Extracted material section start
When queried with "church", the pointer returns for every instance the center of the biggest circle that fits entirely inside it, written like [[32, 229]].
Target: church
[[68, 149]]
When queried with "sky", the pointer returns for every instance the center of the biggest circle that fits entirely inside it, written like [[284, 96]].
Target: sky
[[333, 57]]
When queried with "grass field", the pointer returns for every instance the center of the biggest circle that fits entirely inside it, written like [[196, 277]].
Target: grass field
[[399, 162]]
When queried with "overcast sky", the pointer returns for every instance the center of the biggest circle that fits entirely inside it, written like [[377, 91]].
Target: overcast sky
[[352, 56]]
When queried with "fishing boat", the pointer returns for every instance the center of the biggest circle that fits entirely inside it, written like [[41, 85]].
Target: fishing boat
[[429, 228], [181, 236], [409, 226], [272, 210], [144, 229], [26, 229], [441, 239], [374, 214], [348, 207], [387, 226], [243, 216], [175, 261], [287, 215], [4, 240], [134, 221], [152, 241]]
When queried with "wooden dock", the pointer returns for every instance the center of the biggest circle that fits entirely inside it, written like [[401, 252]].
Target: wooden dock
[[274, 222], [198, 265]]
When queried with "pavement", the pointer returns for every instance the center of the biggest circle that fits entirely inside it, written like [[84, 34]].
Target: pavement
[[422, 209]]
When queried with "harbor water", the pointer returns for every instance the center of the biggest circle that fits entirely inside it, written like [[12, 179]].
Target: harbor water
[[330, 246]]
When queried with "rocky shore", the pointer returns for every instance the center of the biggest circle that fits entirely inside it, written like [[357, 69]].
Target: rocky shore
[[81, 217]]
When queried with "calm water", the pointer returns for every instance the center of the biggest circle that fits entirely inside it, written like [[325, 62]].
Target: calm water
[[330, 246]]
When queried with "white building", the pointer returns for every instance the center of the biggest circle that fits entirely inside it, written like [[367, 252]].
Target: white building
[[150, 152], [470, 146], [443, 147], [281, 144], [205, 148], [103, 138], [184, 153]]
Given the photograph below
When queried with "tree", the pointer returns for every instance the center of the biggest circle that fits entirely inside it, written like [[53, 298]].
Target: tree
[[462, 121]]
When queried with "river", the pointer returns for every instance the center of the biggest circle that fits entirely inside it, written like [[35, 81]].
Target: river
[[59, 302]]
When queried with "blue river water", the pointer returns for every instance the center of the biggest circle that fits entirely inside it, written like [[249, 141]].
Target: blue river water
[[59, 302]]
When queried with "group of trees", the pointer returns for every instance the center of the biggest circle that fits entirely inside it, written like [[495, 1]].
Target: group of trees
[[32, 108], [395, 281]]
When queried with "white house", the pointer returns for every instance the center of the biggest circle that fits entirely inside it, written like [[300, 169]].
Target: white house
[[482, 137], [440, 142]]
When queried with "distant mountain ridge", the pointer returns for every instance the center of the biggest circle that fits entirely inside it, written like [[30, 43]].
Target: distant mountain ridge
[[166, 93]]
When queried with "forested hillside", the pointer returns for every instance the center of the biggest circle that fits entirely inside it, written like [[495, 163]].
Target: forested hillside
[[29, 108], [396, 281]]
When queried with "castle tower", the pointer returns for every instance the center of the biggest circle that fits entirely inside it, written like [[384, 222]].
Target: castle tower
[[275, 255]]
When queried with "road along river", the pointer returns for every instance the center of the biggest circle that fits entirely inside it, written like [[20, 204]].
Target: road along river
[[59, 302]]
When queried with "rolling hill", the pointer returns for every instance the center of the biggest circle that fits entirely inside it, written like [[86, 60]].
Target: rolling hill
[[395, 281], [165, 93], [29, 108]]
Extracted material section end
The task - Return the records exactly, every line included.

Written answer -
When queried with "church", the pointer returns for every instance the center of the biggest circle that fits entirely inside it, written like [[32, 229]].
Target: church
[[68, 149]]
When queried with "sky", the pointer returns for every instance the center of the biggest circle that fits entirely inside it, written like [[284, 96]].
Target: sky
[[333, 57]]
When queried with "grass field", the pointer returns for every instance the center of the biggest circle that fits entirely inside it, written like [[196, 277]].
Target: grass field
[[399, 162]]
When queried with "overcast sky", the pointer returns for every instance the center of the biggest circle that fits entirely inside it, written like [[377, 91]].
Target: overcast sky
[[352, 56]]
When queried with "fishing boat", the pointer returns for every instance the center of the biggest circle that fits entirely inside it, written like [[41, 85]].
Target: fishing boat
[[429, 228], [181, 236], [409, 226], [272, 210], [144, 229], [26, 229], [441, 239], [374, 214], [348, 207], [387, 226], [243, 216], [175, 261], [287, 215], [4, 240], [134, 221], [152, 241]]
When queried with "wooden dock", the pointer returns for every instance the center of the biggest circle that fits entirely inside it, written like [[401, 252]].
Target: wooden dock
[[274, 222], [198, 265]]
When queried with "pavement", the pointer returns for every instance the center of the biggest circle that fits entirely inside it, written like [[84, 34]].
Target: pavement
[[422, 209]]
When queried with "harbor water", the pointer returns for every instance the center of the biggest circle that fits entirely inside it, written like [[12, 179]].
Target: harbor water
[[330, 246]]
When queried with "rocky shore", the pointer returns for every instance the center of the biggest circle that fits entirely inside it, written like [[357, 69]].
Target: rocky shore
[[81, 217]]
When queried with "calm water", the pointer returns for every instance the center of the biggest circle that fits entirely inside it, written like [[325, 62]].
Target: calm water
[[330, 246]]
When queried with "white building", the pointer returns for every instance the center of the biggest circle that fits entirely inside it, written like [[367, 252]].
Target: white building
[[150, 152], [470, 146], [443, 147], [281, 144], [205, 148], [103, 138], [184, 153]]
Given the photograph below
When queried with "tree", the pointer returns for every instance the center of the biggest circle that fits entirely inside it, written like [[53, 298]].
Target: tree
[[462, 121]]
When queried with "river", the pointer returns for every instance the center of the biggest circle that fits entirely inside it, written like [[35, 81]].
Target: river
[[59, 302]]
When queried with "blue river water", the pointer returns for every instance the center of the biggest circle that fits entirely inside it, written like [[249, 141]].
Target: blue river water
[[59, 302]]
When queried with "group of trees", the pointer returns for every instance the center of the biggest circle that fits entirely inside it, written like [[495, 1]].
Target: group of trees
[[32, 108], [395, 281]]
When queried with "white house", the pointer returns for every instance the center of the biggest circle that fits entirely inside it, written like [[300, 169]].
Target: white house
[[482, 137], [440, 142]]
When queried with "distant mountain ridge", the pointer returns for every instance the center of the biggest circle that fits entirely inside it, written like [[30, 43]].
Target: distant mountain ridge
[[166, 93]]
When queried with "forested hillside", the pointer returns for every instance the center of the biggest circle that fits entirely inside it, written like [[495, 163]].
Target: forested hillside
[[29, 108], [396, 281]]
When queried with "castle tower", the pointer returns for every instance the center of the biggest circle that fits entirely inside it, written like [[384, 222]].
Target: castle tower
[[275, 255]]
When queried with "road along river", the pointer returns for every instance the center of the biggest circle that fits entirely inside it, written like [[20, 204]].
Target: road along river
[[59, 302]]
When queried with "rolling hill", the pointer returns for every instance the center of the biggest circle that fits entirely inside it, written like [[86, 60]].
Target: rolling hill
[[395, 281], [165, 93], [29, 108]]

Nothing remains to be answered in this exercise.